- _Task details_
Each entry should be quoted word for word, including every mark of punctuation.

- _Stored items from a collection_

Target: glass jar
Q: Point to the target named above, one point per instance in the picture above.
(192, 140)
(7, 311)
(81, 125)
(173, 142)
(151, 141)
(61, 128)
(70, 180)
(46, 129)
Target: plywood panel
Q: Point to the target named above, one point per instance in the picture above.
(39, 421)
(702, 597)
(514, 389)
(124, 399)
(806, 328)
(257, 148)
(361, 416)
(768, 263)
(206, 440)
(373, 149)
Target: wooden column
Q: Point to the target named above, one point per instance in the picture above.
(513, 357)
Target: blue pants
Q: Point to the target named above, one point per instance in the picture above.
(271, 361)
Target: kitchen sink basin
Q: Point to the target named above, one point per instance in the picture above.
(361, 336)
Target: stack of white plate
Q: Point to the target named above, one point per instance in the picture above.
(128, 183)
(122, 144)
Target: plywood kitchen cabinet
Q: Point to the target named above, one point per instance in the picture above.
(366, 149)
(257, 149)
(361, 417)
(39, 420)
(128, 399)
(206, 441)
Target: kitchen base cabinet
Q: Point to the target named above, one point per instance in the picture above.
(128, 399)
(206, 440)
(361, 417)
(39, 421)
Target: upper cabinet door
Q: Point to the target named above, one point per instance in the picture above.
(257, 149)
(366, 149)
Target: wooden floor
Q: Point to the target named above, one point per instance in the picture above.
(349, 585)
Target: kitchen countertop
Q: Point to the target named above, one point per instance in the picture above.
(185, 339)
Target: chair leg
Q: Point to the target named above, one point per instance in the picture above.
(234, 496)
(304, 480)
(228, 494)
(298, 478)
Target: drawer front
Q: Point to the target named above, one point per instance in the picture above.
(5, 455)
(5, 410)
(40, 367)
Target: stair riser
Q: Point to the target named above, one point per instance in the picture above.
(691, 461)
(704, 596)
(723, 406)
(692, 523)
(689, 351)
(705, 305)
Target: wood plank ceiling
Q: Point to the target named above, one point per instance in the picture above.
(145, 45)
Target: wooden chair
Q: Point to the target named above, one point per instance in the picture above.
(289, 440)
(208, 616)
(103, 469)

- _Written response_
Target: glass jar
Q: Point to the target named above, one point per instance in the picture above.
(192, 140)
(7, 311)
(81, 125)
(173, 142)
(151, 141)
(61, 128)
(70, 180)
(46, 129)
Target: plywood panel
Q: Point to the target named above, one point per instance in the picture above.
(39, 421)
(702, 597)
(514, 389)
(124, 399)
(806, 328)
(257, 148)
(361, 416)
(768, 263)
(206, 440)
(373, 149)
Target: wooden column
Q: Point to the target named above, one point per instance in the picture above.
(513, 357)
Target: blue pants
Q: Point to the target named above, one point per instance in the picture above.
(271, 361)
Target: kitchen sink basin
Q: Point to the target named above, one point per instance in the picture above.
(361, 336)
Target: stack of white plate
Q: Point to the target named above, one point per instance in the picture above.
(128, 183)
(122, 144)
Target: plywood kitchen cabinet
Q: Point to the target named above, one point per instance in the picture above.
(366, 149)
(257, 149)
(361, 417)
(39, 420)
(128, 399)
(206, 441)
Target: kitchen base cabinet
Q: Point to the target named above, one point per instance in the picture above.
(128, 399)
(206, 440)
(361, 417)
(39, 421)
Target: upper cabinet door
Q: Point to the target named above, one point per instance in the picture above.
(257, 149)
(366, 149)
Target: wooden floor
Q: Point to the target named above, one point per instance in the picture above.
(349, 585)
Target: kitchen countertop
Q: Point to the target named above, one point per instance in the picture above.
(185, 339)
Target: chair leg
Q: Point to the target named above, one point per instance in the picture above.
(234, 496)
(304, 480)
(228, 494)
(298, 478)
Target: drawer front
Q: Point to the target named above, one point per instance in the picture above.
(5, 455)
(5, 410)
(40, 367)
Target: stair riser
Q: Point to the target named above, one point per instance in the picture above.
(691, 461)
(704, 596)
(723, 406)
(692, 523)
(689, 351)
(705, 305)
Target: wood plank ceiling
Q: Point to the target named above, one point per instance in the picture above.
(145, 45)
Target: wooden chair
Q: Point to the target named above, one point per instance in the picture above.
(289, 440)
(208, 616)
(103, 469)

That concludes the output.